◆ Document ◆
▼

Louise English is an English actress.  She was a regular performer on The Benny Hill Show from 1978 to 1986, as an actress and in dance group Hill's Angels (the show ran from 1955 to 1991), and has performed in West End plays and nationally touring musical-theatre productions.

Early life and education
Louise's mother, Elizabeth (Liz) English, was an actress, singer, and dancer who appeared in Evening Stars, a review that toured with Benny Hill during his early showbusiness career. Liz appeared in Oliver! alongside Ron Moody and later worked for the BBC.

Louise began dancing at the age of two-and-a-half years. As a child, she won a scholarship to, and for ten years attended, the Stella Mann School of Dancing in London, where she passed examinations in classical ballet and modern dance and completed her academic schooling. She also attended the Anna Scher Theatre School and turned down the opportunity to attend the Royal Ballet School, preferring to concentrate on the acting side of her career.

Early career
While at ballet school, English was chosen to appear in the classic children's film Bugsy Malone (1976) in the role of the ballerina. Soon after, she was selected as the 1977 Butlin's Holiday Princess.

While still in school, she auditioned for a place with Pan's People, a nationally touring dance troupe, and was offered a contract. After completing her schooling she began a year filled with television appearances, cabaret, theatre, trade shows, modelling at fashion shows, and appearing in television commercials. After appearing at an Isle of Wight showcase, singing became an important part of English's career and she formed her own group, Patches, which played at London clubs.

Television
English was chosen by Benny Hill to be one of the original members of Hill's Angels on The Benny Hill Show and earned a role as a featured performer. She spent eight years on The Benny Hill Show, dancing with Hill's Angels and occasionally performing supporting roles in sketches with the show's titular writer and host.  She also was the featured performer in song-and-dance numbers, performing renditions of classic songs including "La Vie en Rose", "Pour Un Flirt Avec Toi", "Paradise", and "Milord".

▲

◆ What you need to do ◆
Write the next part of the Louise English biography, starting after the sentence about her song-and-dance numbers on The Benny Hill Show. The listing that comes next has no connection to the Louise English text.

◆ Information provided ◆
▼

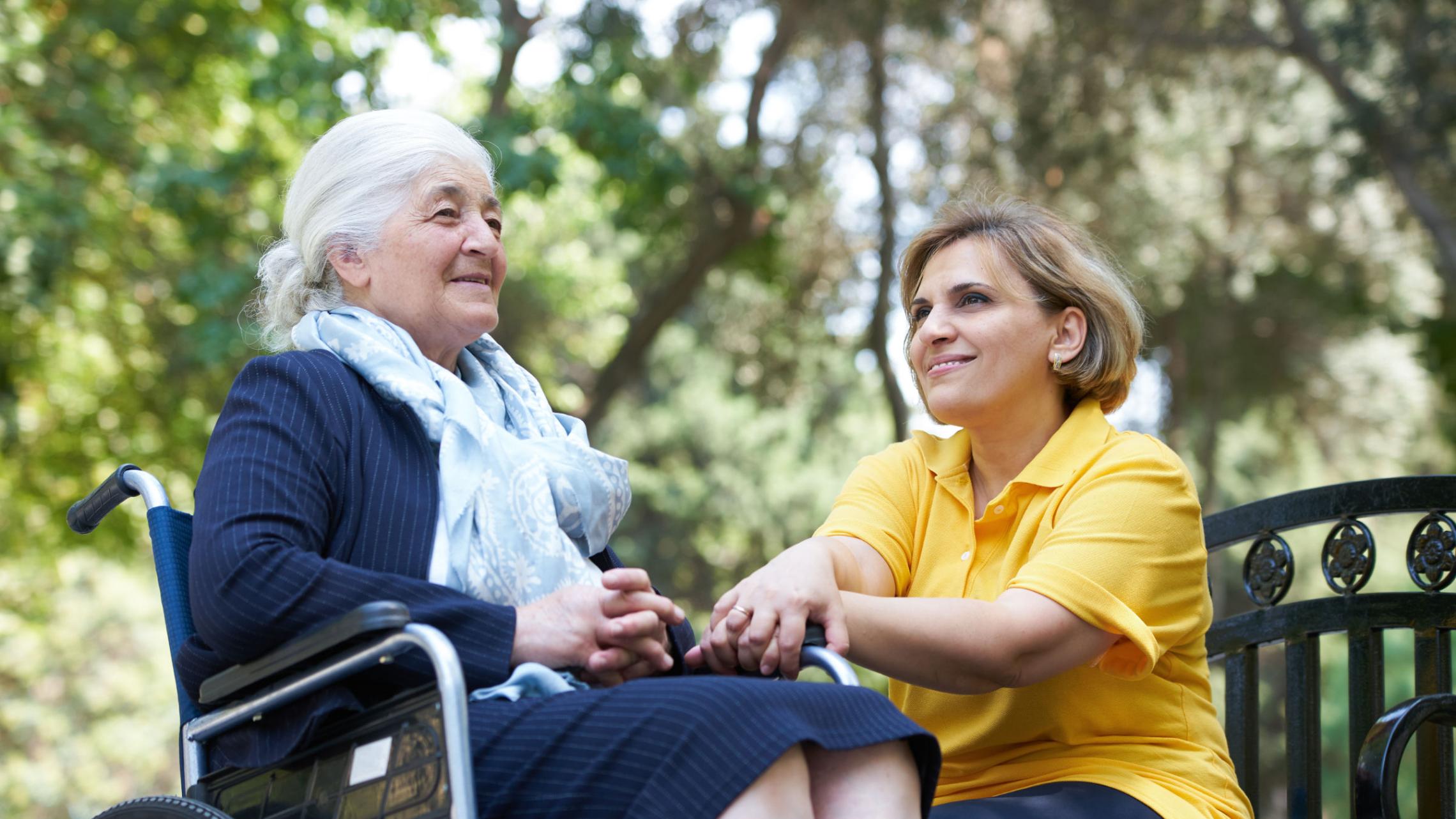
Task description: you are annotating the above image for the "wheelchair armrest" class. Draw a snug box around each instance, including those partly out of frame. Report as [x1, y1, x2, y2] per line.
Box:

▲

◆ Result ◆
English appeared on other television shows, including playing the role of Lucia Morella in five episodes of the popular BBC series Brush Strokes and filming the pilot for the BBC game show Full Swing. English was also a featured guest on the Central TV entertainment specials Elkie and Our Gang with Elkie Brooks and Gemma Craven, Saturday Royal, and Entertainment Express (all choreographed by Nigel Lythgoe), Dream Alley, and Starburst. Additional TV credits include Fresh Fields, Lytton’s Diary, Full House, Chance in a Million, Give Us a Clue, and Don’t Rock the Boat (all for Thames TV), and guest appearances on the Mike Yarwood Show. She has also appeared in EastEnders.

Theatre, feature films, musicals and pantomimes
English starred in cabaret in England, the Channel Islands, and Bangkok, performed Shakespeare, and appeared in minor parts in feature films, including The Wicked Lady (1983) with Faye Dunaway, Denholm Elliott, and John Gielgud, and House of the Long Shadows (1983) with Vincent Price, Christopher Lee, John Carradine, and Peter Cushing.

She has starred as leading lady in many comedies and dramas, including Absent Friends, Suddenly at Home, Tommy Boy, Don't Dress For Dinner, Bedside Manners, and Shadow of Doubt.

English is a veteran of several national tours, including nine months as the lead in Mike Harding's comedy Fur Coat and No Knickers, Ted Willis' play Tommy Boy, Tom Lehrer's Tom Foolery, Oscar Wilde's An Ideal Husband, and Russ Abbot's Madhouse. She travelled to Stockholm to perform a role in Neil Simon's I Ought To Be In Pictures.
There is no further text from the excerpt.